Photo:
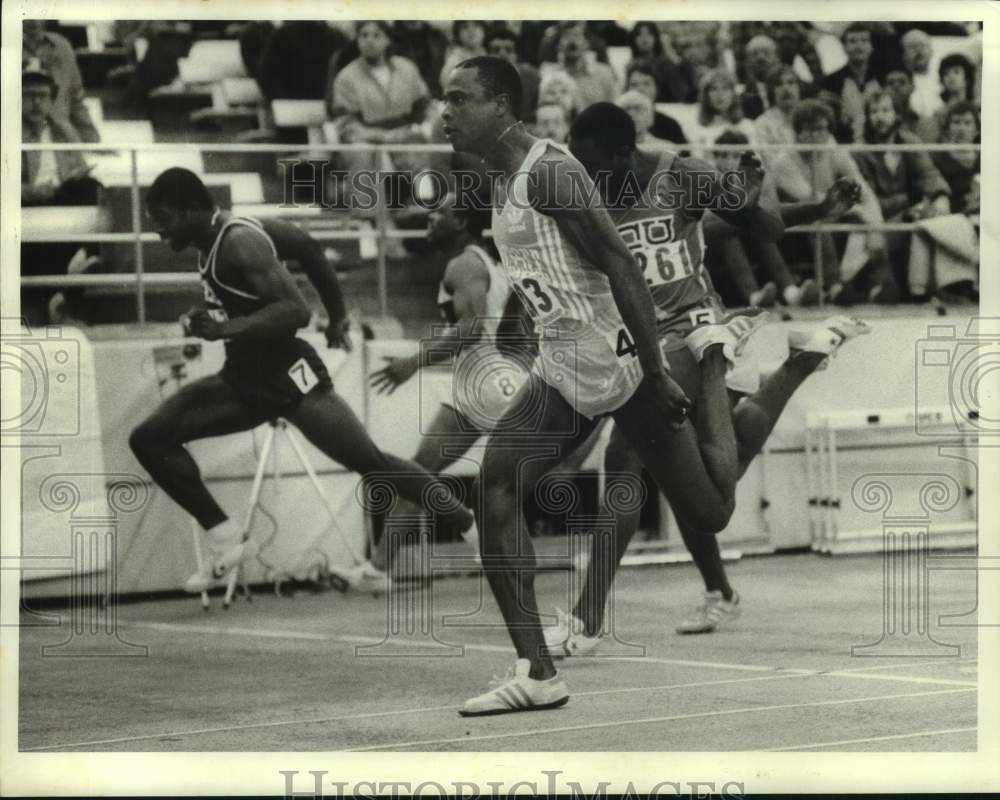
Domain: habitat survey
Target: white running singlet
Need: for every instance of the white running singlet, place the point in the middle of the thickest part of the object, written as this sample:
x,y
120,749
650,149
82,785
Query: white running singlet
x,y
585,350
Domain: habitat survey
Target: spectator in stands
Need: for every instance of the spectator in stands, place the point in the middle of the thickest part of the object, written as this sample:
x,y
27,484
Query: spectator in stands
x,y
674,85
51,178
549,46
907,184
761,60
944,257
377,97
926,97
552,122
958,78
899,83
425,46
718,110
558,88
52,53
958,82
639,77
805,175
960,168
468,36
774,126
859,77
502,43
380,99
696,49
289,57
732,252
793,40
640,108
595,82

□ □ □ □ □

▶ _AIM_
Gather every line of the entries above that contains the string "running". Treat uppercase and lowercase as distinct when matching.

▶ _EXERCISE SOLUTION_
Target: white running singlet
Need: for every instance of the white running singlet, place the point in the middle of the thickest part of the object, written as this sample:
Query: white running singlet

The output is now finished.